%%

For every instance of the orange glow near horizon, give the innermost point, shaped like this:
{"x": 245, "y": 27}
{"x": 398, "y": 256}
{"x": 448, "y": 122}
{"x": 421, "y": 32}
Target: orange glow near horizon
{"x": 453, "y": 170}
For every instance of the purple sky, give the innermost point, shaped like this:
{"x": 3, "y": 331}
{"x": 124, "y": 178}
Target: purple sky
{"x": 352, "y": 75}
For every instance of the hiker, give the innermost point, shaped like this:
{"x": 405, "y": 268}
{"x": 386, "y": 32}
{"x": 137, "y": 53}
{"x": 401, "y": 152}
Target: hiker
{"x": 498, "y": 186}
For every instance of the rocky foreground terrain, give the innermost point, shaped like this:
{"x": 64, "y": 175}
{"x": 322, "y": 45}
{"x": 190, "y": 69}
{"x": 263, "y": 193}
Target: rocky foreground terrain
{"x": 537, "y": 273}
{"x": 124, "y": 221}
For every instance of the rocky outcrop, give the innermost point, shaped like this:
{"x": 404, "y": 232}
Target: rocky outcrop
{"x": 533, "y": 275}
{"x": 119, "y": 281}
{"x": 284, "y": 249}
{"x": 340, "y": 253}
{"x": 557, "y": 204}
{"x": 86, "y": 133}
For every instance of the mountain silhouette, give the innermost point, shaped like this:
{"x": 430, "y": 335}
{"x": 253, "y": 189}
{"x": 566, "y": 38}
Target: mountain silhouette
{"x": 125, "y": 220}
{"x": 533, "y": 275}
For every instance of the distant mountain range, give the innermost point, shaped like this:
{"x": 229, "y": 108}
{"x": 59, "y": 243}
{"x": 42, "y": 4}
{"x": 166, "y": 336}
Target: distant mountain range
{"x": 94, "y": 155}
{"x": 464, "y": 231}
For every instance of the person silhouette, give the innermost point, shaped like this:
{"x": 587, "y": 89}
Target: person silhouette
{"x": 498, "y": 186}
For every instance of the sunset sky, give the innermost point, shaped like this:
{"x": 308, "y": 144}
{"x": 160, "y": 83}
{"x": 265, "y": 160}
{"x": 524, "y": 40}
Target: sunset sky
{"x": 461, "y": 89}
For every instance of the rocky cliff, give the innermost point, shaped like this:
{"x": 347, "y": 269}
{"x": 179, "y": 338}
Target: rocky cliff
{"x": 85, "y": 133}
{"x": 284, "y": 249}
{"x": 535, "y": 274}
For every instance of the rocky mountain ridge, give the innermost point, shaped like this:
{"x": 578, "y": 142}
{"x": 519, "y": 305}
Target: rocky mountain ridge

%%

#### Written instruction:
Every line of the records above needs to be given again exactly.

#### The reply:
For every instance of the orange glow near horizon, give the innermost point, shaped like this:
{"x": 245, "y": 27}
{"x": 398, "y": 256}
{"x": 448, "y": 122}
{"x": 421, "y": 32}
Target: orange glow near horizon
{"x": 453, "y": 170}
For every instance of the purple sky, give the innermost point, shaped like this:
{"x": 3, "y": 331}
{"x": 124, "y": 178}
Target: purple sky
{"x": 352, "y": 75}
For every instance of the hiker, give the innermost point, shaped like this:
{"x": 405, "y": 268}
{"x": 386, "y": 32}
{"x": 137, "y": 53}
{"x": 401, "y": 152}
Target: hiker
{"x": 498, "y": 186}
For every instance of the rocky foreground terrain, give the innermost point, shaped like this:
{"x": 64, "y": 175}
{"x": 322, "y": 45}
{"x": 190, "y": 69}
{"x": 263, "y": 193}
Target: rocky foreground terrain
{"x": 537, "y": 273}
{"x": 124, "y": 221}
For every instance of the rocky outcrop, give the innermost point, shaped like this:
{"x": 404, "y": 232}
Target: rocky outcrop
{"x": 533, "y": 275}
{"x": 119, "y": 281}
{"x": 284, "y": 249}
{"x": 340, "y": 253}
{"x": 557, "y": 204}
{"x": 86, "y": 133}
For every instance of the mountain silhouette, give the innermost point, shaped like this:
{"x": 430, "y": 335}
{"x": 253, "y": 189}
{"x": 566, "y": 38}
Target: mountain silhouette
{"x": 125, "y": 220}
{"x": 533, "y": 275}
For every instance of the distant mountain range, give the innermost point, shaped like this:
{"x": 229, "y": 108}
{"x": 59, "y": 243}
{"x": 42, "y": 4}
{"x": 166, "y": 336}
Target: distant mountain range
{"x": 94, "y": 155}
{"x": 464, "y": 231}
For every instance of the person silhouette, give the innermost point, shaped like this:
{"x": 587, "y": 89}
Target: person silhouette
{"x": 498, "y": 186}
For every instance of the sunset sky, give the innermost point, shaped like this:
{"x": 308, "y": 144}
{"x": 160, "y": 83}
{"x": 265, "y": 160}
{"x": 524, "y": 40}
Target: sunset sky
{"x": 461, "y": 89}
For every instance of the rocky cliff, give the innermost point, shaped like this:
{"x": 347, "y": 269}
{"x": 179, "y": 338}
Target: rocky cliff
{"x": 85, "y": 133}
{"x": 284, "y": 249}
{"x": 535, "y": 274}
For every instance of the rocky mountain ridge, give the innermost point, shaped like this:
{"x": 578, "y": 142}
{"x": 519, "y": 305}
Target: rocky mountain ridge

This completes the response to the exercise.